**Problem**
Once you reach the line containing "negative clicks: (43, 70) (49, 71)" in the data below, restate each line word for word up to and including the one containing "positive clicks: (26, 142)".

>>>

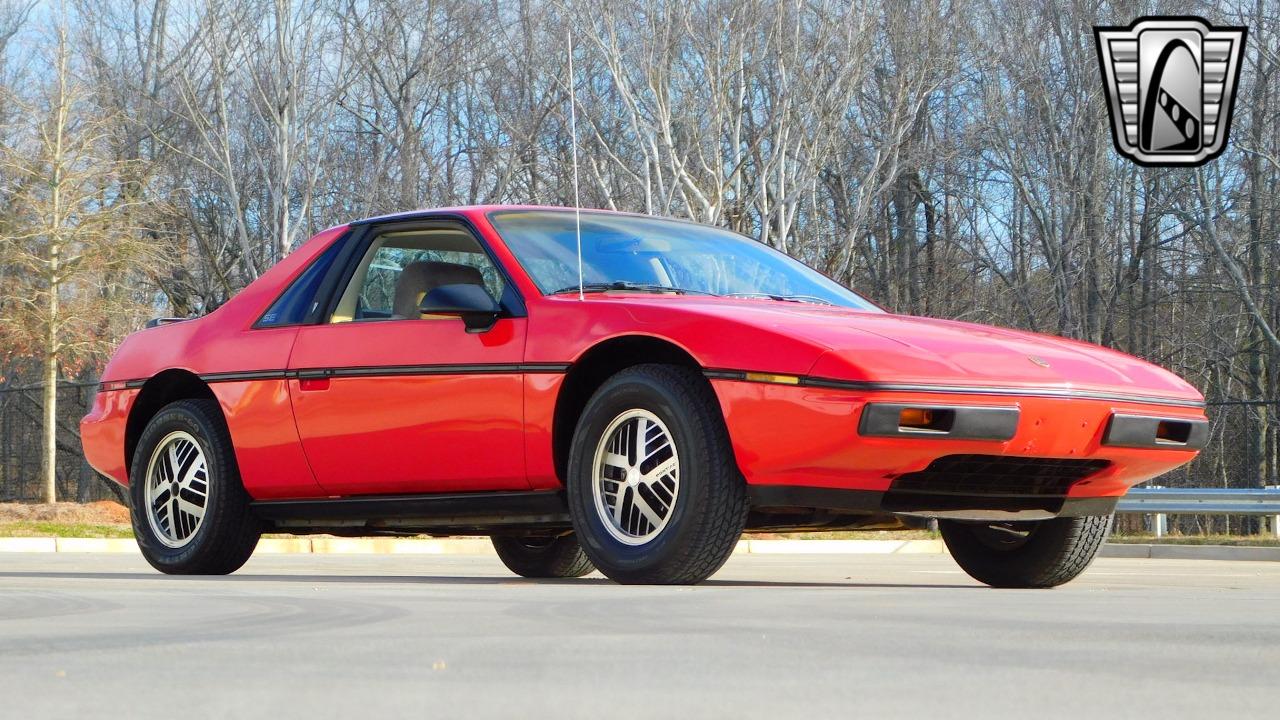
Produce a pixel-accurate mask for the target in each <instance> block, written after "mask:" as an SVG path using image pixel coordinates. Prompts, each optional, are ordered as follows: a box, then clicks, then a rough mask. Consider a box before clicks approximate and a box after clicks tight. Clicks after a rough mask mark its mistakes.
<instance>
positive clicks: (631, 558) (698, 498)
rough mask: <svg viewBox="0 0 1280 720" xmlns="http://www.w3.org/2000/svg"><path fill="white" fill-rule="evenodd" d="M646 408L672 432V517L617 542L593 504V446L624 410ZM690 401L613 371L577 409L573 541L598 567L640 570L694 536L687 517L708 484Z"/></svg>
mask: <svg viewBox="0 0 1280 720" xmlns="http://www.w3.org/2000/svg"><path fill="white" fill-rule="evenodd" d="M636 409H640V410H648V411H650V413H653V414H654V415H657V416H658V419H659V420H662V421H663V424H666V425H667V429H668V430H669V432H671V434H672V441H673V442H675V443H676V452H677V454H678V456H680V489H678V495H677V498H676V506H675V509H673V515H672V518H671V520H669V521H668V523H667V527H666V528H663V530H662V533H659V534H658V537H655V538H654V539H652V541H649V542H646V543H644V544H639V546H632V544H626V543H623V542H620V541H617V539H616V538H614V537H613V536H612V534H611V533H609V530H608V529H607V528H605V525H604V523H605V520H604V519H602V518H600V515H599V511H598V510H596V506H595V497H594V491H593V484H594V482H595V479H594V477H593V475H594V468H593V464H594V459H595V451H596V446H598V443H599V441H600V437H602V434H603V433H604V430H605V429H607V428H608V425H609V424H611V423H612V421H613V420H614V419H616V418H617V416H618V415H621V414H622V413H626V411H627V410H636ZM699 410H700V409H699V407H698V406H696V404H695V402H694V401H692V400H691V398H689V397H684V396H681V395H678V393H677V392H675V388H671V387H668V386H667V384H666V383H662V382H657V380H655V378H653V377H650V375H645V374H641V373H627V374H623V375H617V377H614V378H613V379H611V380H608V382H605V383H604V386H602V387H600V389H599V391H596V393H595V395H594V396H593V397H591V400H590V401H589V402H588V405H586V409H585V410H584V411H582V415H581V419H580V421H579V425H577V430H576V432H575V436H573V445H572V451H571V457H570V483H568V486H570V487H568V501H570V515H571V516H572V519H573V525H575V529H576V530H577V537H579V542H580V543H581V546H582V550H585V551H586V553H588V556H589V557H591V560H593V562H595V565H596V566H598V568H602V570H603V569H604V566H608V568H609V570H611V573H612V574H614V575H622V577H626V575H630V574H632V573H646V571H648V570H650V569H652V568H654V566H658V565H663V564H667V562H668V561H671V560H675V559H677V557H678V556H681V555H682V553H684V552H685V550H686V548H687V547H689V544H690V543H691V542H692V541H694V536H696V534H698V527H696V523H694V521H691V520H692V519H694V516H695V515H698V514H700V512H701V511H703V509H704V507H705V506H707V503H708V502H709V497H708V496H709V495H710V487H709V486H710V483H709V478H708V477H707V473H705V469H707V468H710V466H712V464H710V462H709V461H708V460H709V457H708V454H709V451H710V447H709V442H708V441H709V438H705V437H700V436H701V433H699V432H698V430H696V424H695V418H694V415H695V414H696V413H699Z"/></svg>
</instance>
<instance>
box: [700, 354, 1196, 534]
mask: <svg viewBox="0 0 1280 720" xmlns="http://www.w3.org/2000/svg"><path fill="white" fill-rule="evenodd" d="M712 386H713V387H714V389H716V393H717V397H718V398H719V402H721V407H722V410H723V413H724V420H726V424H727V427H728V433H730V438H731V441H732V445H733V452H735V456H736V459H737V462H739V466H740V469H741V470H742V473H744V475H745V477H746V480H748V483H749V484H750V487H751V491H753V493H754V496H755V498H756V505H758V506H760V505H762V503H764V502H769V503H771V505H773V503H776V502H778V498H777V495H778V492H781V491H777V492H776V493H774V497H773V498H772V500H769V498H767V497H764V496H765V495H768V491H764V489H763V488H809V489H814V491H822V489H827V491H860V492H863V493H870V495H869V496H867V497H864V498H861V500H856V501H852V500H846V501H844V503H845V505H850V503H854V505H859V506H860V507H865V509H868V510H870V509H874V510H877V511H888V512H904V514H927V515H934V516H977V515H979V514H980V511H983V510H991V511H1000V512H1005V514H1007V512H1016V514H1019V516H1023V515H1027V514H1037V515H1043V516H1060V515H1065V514H1069V512H1071V507H1075V506H1079V507H1085V506H1084V505H1080V503H1078V502H1075V501H1076V500H1084V498H1110V500H1108V501H1106V502H1111V503H1112V505H1114V501H1115V500H1116V498H1119V497H1120V496H1123V495H1124V493H1125V492H1126V491H1128V489H1129V488H1130V487H1133V486H1135V484H1138V483H1142V482H1144V480H1148V479H1151V478H1155V477H1157V475H1161V474H1164V473H1167V471H1169V470H1172V469H1175V468H1178V466H1180V465H1183V464H1185V462H1188V461H1190V460H1192V459H1194V457H1196V455H1197V450H1198V447H1202V446H1203V438H1204V437H1207V433H1206V432H1204V428H1206V424H1207V420H1206V419H1204V415H1203V411H1202V410H1201V409H1198V407H1189V406H1185V405H1169V406H1162V405H1155V404H1151V402H1126V401H1120V400H1096V398H1075V397H1043V396H1025V397H1018V396H1009V395H992V396H983V395H978V393H969V395H966V396H965V397H964V398H963V401H961V402H957V398H956V397H955V395H946V393H927V392H864V391H852V389H842V388H827V387H813V386H782V384H776V383H758V382H756V383H753V382H744V380H737V379H712ZM904 407H911V409H941V410H955V414H954V418H952V419H954V420H955V423H952V425H950V428H951V429H952V430H960V432H940V428H941V427H934V428H928V429H925V430H924V432H913V428H902V427H897V425H896V424H895V423H893V421H892V418H893V416H895V414H896V413H897V411H900V410H901V409H904ZM965 409H973V410H974V416H975V418H978V419H979V420H980V421H974V423H969V421H964V420H960V418H961V416H963V415H965V411H964V410H965ZM1012 414H1016V420H1015V421H1012V423H1011V421H1010V418H1011V415H1012ZM1129 418H1144V419H1147V420H1143V423H1144V424H1143V425H1142V428H1140V432H1139V430H1138V429H1135V425H1133V424H1132V421H1130V420H1129ZM1151 419H1156V423H1155V424H1153V423H1151V421H1149V420H1151ZM1158 423H1169V424H1171V425H1169V427H1174V425H1176V428H1178V429H1176V432H1175V433H1174V437H1166V438H1164V439H1157V438H1156V432H1157V430H1156V428H1157V425H1158ZM1117 424H1119V427H1120V428H1121V429H1120V430H1115V428H1116V427H1117ZM1169 427H1166V429H1165V434H1166V436H1169V434H1170V433H1169ZM860 429H861V432H860ZM941 429H943V430H945V429H947V428H941ZM1121 430H1123V432H1121ZM1148 430H1149V434H1151V437H1149V438H1147V436H1146V434H1144V433H1148ZM1184 430H1185V432H1184ZM975 436H977V437H975ZM1179 437H1180V438H1183V439H1181V441H1180V442H1178V438H1179ZM948 457H995V459H1007V460H1010V461H1015V462H1016V461H1018V460H1019V459H1030V460H1044V461H1051V462H1052V461H1061V462H1068V464H1070V462H1087V464H1091V465H1089V466H1088V470H1089V471H1088V473H1083V474H1080V475H1079V477H1078V478H1074V479H1071V482H1070V483H1066V484H1061V486H1059V489H1057V492H1053V493H1044V492H1042V489H1043V488H1036V487H1030V488H1029V489H1025V488H1023V489H1025V492H1019V489H1020V488H1018V487H1012V486H1009V483H1007V482H1006V480H1010V479H1011V478H1012V479H1014V480H1016V478H1018V473H1016V471H1012V470H1011V471H1009V473H1005V474H1002V475H1001V478H1000V483H993V484H1001V486H1004V487H977V488H973V487H970V488H968V489H964V488H961V489H955V488H933V489H934V491H936V492H928V491H929V489H931V488H928V487H927V486H920V484H919V482H914V483H913V482H911V480H919V479H920V478H922V475H928V474H929V471H931V465H933V464H934V462H938V461H942V460H943V459H948ZM933 470H936V468H933ZM972 479H975V480H977V482H979V483H980V482H982V477H980V473H978V475H977V477H975V478H972ZM1030 484H1034V483H1030ZM908 486H910V487H908ZM974 491H978V492H974ZM923 496H933V497H931V498H928V501H927V502H925V498H923ZM1023 496H1030V500H1028V498H1025V497H1023ZM943 497H948V498H950V500H940V498H943ZM795 501H796V500H794V498H792V502H795ZM1106 502H1103V503H1106ZM1103 503H1093V505H1092V506H1089V507H1088V509H1089V510H1091V511H1089V512H1076V514H1096V512H1093V511H1092V510H1097V509H1098V507H1101V506H1102V505H1103ZM808 506H809V507H818V506H817V505H808ZM957 514H959V515H957Z"/></svg>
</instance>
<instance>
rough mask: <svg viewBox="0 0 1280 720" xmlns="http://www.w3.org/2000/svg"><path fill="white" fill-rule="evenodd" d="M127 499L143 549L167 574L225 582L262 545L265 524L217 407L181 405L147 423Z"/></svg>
mask: <svg viewBox="0 0 1280 720" xmlns="http://www.w3.org/2000/svg"><path fill="white" fill-rule="evenodd" d="M129 496H131V497H129V501H131V505H132V509H131V510H132V516H133V534H134V537H137V539H138V548H140V550H142V556H143V557H145V559H146V560H147V562H150V564H151V566H152V568H155V569H156V570H160V571H161V573H168V574H172V575H224V574H227V573H233V571H236V570H237V569H239V566H241V565H243V564H244V562H246V561H247V560H248V557H250V555H252V553H253V548H255V547H256V546H257V539H259V537H260V534H261V523H260V521H259V520H257V518H255V516H253V514H252V511H251V510H250V497H248V495H247V493H246V492H244V487H243V486H242V484H241V478H239V470H238V468H237V465H236V450H234V447H233V446H232V438H230V433H229V432H228V430H227V421H225V420H224V419H223V414H221V410H220V409H219V406H218V402H216V401H212V400H182V401H178V402H174V404H172V405H168V406H165V407H164V409H163V410H160V413H157V414H156V416H155V418H152V419H151V421H150V423H147V427H146V429H145V430H142V437H141V438H138V447H137V451H134V454H133V464H132V465H131V469H129Z"/></svg>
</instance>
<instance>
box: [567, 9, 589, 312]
mask: <svg viewBox="0 0 1280 720" xmlns="http://www.w3.org/2000/svg"><path fill="white" fill-rule="evenodd" d="M566 36H567V37H568V135H570V149H571V150H572V154H573V223H575V227H576V236H577V299H579V300H586V293H585V291H584V290H582V201H581V200H579V196H577V86H576V85H575V82H573V27H572V26H567V27H566Z"/></svg>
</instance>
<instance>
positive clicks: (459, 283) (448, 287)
mask: <svg viewBox="0 0 1280 720" xmlns="http://www.w3.org/2000/svg"><path fill="white" fill-rule="evenodd" d="M417 310H419V313H422V314H426V315H457V316H458V318H462V323H463V324H465V325H466V328H467V332H468V333H483V332H485V331H488V329H489V328H492V327H493V324H494V323H497V322H498V315H499V313H502V307H500V306H499V305H498V304H497V302H494V300H493V299H492V297H489V293H488V292H485V290H484V287H481V286H477V284H472V283H458V284H442V286H439V287H435V288H434V290H431V291H430V292H428V293H426V296H425V297H422V302H420V304H419V306H417Z"/></svg>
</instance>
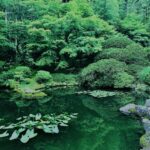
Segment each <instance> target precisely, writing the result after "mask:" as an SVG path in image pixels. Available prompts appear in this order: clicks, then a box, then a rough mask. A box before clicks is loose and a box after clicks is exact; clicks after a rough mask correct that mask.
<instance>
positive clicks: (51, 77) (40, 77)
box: [35, 70, 52, 83]
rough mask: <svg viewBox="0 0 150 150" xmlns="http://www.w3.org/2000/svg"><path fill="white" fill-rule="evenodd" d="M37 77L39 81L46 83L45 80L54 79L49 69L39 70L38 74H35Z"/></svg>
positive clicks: (47, 81) (38, 71) (50, 80)
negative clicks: (43, 70) (49, 71)
mask: <svg viewBox="0 0 150 150" xmlns="http://www.w3.org/2000/svg"><path fill="white" fill-rule="evenodd" d="M35 79H36V81H37V82H39V83H45V82H50V81H52V76H51V74H50V73H49V72H48V71H42V70H40V71H38V72H37V74H36V75H35Z"/></svg>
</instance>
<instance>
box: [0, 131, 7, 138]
mask: <svg viewBox="0 0 150 150" xmlns="http://www.w3.org/2000/svg"><path fill="white" fill-rule="evenodd" d="M7 136H9V133H8V131H5V132H4V133H1V134H0V138H3V137H7Z"/></svg>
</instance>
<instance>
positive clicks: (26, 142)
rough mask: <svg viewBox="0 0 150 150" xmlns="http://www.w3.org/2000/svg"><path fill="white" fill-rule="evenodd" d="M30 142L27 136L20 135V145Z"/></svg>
mask: <svg viewBox="0 0 150 150" xmlns="http://www.w3.org/2000/svg"><path fill="white" fill-rule="evenodd" d="M29 140H30V138H29V136H28V135H27V134H25V135H22V136H21V139H20V141H21V142H22V143H27V142H28V141H29Z"/></svg>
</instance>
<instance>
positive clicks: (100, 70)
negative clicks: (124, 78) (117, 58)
mask: <svg viewBox="0 0 150 150" xmlns="http://www.w3.org/2000/svg"><path fill="white" fill-rule="evenodd" d="M126 71H127V66H126V64H125V63H123V62H120V61H117V60H115V59H102V60H99V61H98V62H96V63H93V64H90V65H89V66H87V67H86V68H84V69H83V70H82V72H81V73H80V83H81V85H82V86H84V87H87V88H98V87H114V88H126V87H127V85H128V84H129V82H128V84H127V85H126V84H125V83H122V85H121V86H120V85H119V84H118V85H119V87H116V85H115V84H117V82H116V80H117V75H118V73H124V72H126ZM124 77H125V79H126V78H128V80H132V79H131V78H132V77H131V76H130V75H128V74H127V73H124V74H122V75H121V76H118V78H119V79H118V80H119V81H121V80H123V79H122V78H124Z"/></svg>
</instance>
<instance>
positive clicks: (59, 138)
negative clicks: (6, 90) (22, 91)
mask: <svg viewBox="0 0 150 150" xmlns="http://www.w3.org/2000/svg"><path fill="white" fill-rule="evenodd" d="M48 93H49V96H48V97H47V98H43V99H40V100H33V101H30V100H26V101H25V100H21V98H20V97H19V96H18V95H16V94H13V93H10V92H9V91H5V92H4V91H1V92H0V118H4V119H5V120H6V121H7V122H8V121H14V120H15V118H17V117H19V116H22V115H28V114H30V113H33V114H36V113H39V112H40V113H42V114H50V113H56V114H60V113H62V112H69V113H78V118H77V119H76V120H74V121H72V122H71V124H70V126H69V127H67V128H65V129H62V130H61V131H60V133H59V134H57V135H50V134H44V133H43V132H40V133H39V134H40V135H38V136H37V137H36V138H35V139H33V140H31V141H29V143H27V144H22V143H21V142H20V141H19V140H17V141H9V140H8V139H0V149H1V150H139V149H140V146H139V138H140V136H141V135H142V127H141V124H140V122H139V121H137V120H136V119H133V118H130V117H127V116H124V115H122V114H121V113H120V112H119V111H118V109H119V107H121V106H123V105H124V104H126V103H129V102H134V100H135V99H136V101H137V98H135V97H134V96H133V95H131V94H126V93H125V94H123V95H121V96H119V97H118V96H117V97H116V96H115V97H107V98H101V99H95V98H93V97H91V96H87V95H77V94H74V90H73V89H71V90H69V89H58V90H54V91H53V92H52V91H51V90H49V92H48ZM139 101H141V100H139Z"/></svg>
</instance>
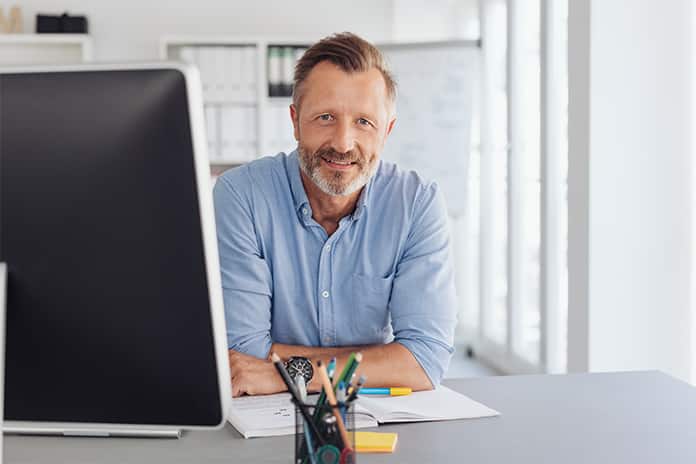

<<<

**Exercise output**
negative clicks: (43, 70) (49, 71)
mask: <svg viewBox="0 0 150 150" xmlns="http://www.w3.org/2000/svg"><path fill="white" fill-rule="evenodd" d="M35 79H36V81H37V82H39V83H45V82H50V81H52V76H51V74H50V73H49V72H48V71H42V70H40V71H38V72H37V74H36V75H35Z"/></svg>
</instance>
<instance>
box: [0, 131, 7, 138]
mask: <svg viewBox="0 0 150 150" xmlns="http://www.w3.org/2000/svg"><path fill="white" fill-rule="evenodd" d="M7 136H9V133H8V131H5V132H4V133H1V134H0V138H3V137H7Z"/></svg>
</instance>
<instance>
positive clicks: (26, 142)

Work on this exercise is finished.